[Dataset excerpts on object pointing]
------------------------
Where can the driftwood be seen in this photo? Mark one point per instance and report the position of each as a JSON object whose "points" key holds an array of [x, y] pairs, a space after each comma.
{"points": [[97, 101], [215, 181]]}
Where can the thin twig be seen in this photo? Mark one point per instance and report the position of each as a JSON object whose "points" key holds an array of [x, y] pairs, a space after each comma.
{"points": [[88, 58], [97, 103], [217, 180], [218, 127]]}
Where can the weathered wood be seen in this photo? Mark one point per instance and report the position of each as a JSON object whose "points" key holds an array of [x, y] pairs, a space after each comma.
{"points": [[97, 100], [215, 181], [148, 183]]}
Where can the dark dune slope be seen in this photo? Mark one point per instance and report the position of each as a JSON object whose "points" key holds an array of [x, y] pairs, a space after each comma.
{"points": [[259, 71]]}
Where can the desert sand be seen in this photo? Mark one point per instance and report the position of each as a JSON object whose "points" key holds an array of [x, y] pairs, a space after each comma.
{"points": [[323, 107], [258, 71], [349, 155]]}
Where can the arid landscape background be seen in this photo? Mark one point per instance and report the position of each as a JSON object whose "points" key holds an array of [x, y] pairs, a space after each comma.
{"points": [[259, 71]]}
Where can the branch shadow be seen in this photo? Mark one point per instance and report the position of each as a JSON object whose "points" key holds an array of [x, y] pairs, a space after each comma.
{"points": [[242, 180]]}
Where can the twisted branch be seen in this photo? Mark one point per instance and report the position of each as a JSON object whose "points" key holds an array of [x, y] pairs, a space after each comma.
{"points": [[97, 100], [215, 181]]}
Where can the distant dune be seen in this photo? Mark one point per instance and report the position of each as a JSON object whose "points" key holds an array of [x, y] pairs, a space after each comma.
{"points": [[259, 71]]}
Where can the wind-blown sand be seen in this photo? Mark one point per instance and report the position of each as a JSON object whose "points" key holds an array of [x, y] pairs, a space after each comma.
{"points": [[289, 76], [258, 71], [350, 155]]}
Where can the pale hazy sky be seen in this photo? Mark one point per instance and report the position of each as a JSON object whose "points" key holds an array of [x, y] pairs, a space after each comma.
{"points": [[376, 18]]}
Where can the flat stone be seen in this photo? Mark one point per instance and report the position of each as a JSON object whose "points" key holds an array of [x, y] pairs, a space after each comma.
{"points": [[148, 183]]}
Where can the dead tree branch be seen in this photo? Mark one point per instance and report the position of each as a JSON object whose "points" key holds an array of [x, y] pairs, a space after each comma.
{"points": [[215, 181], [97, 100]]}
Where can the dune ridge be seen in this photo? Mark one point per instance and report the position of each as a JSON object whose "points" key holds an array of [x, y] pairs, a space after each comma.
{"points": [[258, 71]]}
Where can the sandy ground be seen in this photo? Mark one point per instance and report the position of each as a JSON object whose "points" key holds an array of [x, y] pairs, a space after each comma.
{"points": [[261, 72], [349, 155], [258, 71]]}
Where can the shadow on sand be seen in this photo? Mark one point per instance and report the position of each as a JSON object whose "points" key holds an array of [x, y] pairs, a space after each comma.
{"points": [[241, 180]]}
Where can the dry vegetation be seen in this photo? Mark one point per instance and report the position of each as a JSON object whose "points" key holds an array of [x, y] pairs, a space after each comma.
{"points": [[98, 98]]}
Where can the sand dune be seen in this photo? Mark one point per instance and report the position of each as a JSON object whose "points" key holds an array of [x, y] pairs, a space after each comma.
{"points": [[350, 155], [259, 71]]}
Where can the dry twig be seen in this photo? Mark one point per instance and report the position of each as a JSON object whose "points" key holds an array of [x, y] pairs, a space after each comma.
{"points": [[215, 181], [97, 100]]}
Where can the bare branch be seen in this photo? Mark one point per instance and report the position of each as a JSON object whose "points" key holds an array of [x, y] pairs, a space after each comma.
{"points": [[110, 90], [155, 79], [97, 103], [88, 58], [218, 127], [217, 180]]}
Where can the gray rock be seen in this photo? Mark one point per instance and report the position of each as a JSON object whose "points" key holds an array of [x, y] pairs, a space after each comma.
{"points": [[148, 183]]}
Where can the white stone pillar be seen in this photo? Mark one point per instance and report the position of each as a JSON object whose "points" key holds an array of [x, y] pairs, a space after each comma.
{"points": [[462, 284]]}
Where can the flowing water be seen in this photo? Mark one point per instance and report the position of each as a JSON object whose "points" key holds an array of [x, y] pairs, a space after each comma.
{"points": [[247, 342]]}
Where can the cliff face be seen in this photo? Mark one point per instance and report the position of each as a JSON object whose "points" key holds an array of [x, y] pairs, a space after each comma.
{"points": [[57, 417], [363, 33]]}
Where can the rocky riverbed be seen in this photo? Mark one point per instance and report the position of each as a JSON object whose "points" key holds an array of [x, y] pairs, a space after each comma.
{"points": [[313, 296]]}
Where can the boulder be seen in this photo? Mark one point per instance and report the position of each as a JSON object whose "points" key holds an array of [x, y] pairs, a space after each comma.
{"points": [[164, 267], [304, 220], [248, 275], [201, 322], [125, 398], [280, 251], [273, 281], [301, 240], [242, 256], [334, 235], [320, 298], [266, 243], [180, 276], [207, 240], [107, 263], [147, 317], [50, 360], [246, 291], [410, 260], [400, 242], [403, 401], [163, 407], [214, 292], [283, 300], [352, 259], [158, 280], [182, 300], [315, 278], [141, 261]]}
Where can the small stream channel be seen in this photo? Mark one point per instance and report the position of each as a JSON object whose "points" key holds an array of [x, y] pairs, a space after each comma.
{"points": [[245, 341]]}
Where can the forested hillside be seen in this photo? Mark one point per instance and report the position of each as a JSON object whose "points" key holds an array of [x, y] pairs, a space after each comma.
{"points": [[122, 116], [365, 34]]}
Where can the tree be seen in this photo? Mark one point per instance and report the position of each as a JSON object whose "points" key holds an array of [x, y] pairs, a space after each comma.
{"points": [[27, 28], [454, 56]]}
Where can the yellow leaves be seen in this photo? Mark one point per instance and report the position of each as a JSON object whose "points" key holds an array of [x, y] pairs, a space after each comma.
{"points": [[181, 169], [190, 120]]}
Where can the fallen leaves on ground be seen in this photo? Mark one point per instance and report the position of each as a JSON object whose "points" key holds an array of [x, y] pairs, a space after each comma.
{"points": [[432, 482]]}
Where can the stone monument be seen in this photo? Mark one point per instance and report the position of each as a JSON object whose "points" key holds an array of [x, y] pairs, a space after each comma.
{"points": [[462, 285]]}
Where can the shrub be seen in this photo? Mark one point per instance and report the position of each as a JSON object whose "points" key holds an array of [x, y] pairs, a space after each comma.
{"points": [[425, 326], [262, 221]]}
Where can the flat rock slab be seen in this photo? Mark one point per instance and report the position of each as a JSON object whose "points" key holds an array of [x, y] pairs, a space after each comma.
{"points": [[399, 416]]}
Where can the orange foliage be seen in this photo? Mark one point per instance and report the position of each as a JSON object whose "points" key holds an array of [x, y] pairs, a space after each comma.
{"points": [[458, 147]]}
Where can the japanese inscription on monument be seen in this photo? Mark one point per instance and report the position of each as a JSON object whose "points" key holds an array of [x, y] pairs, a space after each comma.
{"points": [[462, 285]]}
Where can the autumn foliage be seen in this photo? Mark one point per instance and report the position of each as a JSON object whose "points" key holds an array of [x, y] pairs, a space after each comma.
------------------------
■ Directive
For this exercise, please retype exactly the lines in the listing from the line with "Where can the flat rock" through its last line, both ends included.

■ Answer below
Where can the flat rock slab be seen in this photo? Mark one point per instance and report the position of each as a JSON object whose "points" key holds an array of [x, y] pairs, a space after each comma.
{"points": [[399, 416]]}
Where can the orange foliage be seen in this photo? Mark one point per instance and report the position of each as a JSON object whose "points" key holds an array of [x, y] pairs, a space after each comma.
{"points": [[458, 147]]}
Where can the japanese inscription on monument be seen in this photo? Mark one point per instance and report the position of each as a JSON object whose "points" key holds an array of [x, y] pairs, a space after each comma.
{"points": [[462, 285]]}
Where can the autumn foliage be seen in this photo? Mark one point per instance and report the position of each as a JSON object whose "points" key holds an array of [x, y] pairs, a space after each comma.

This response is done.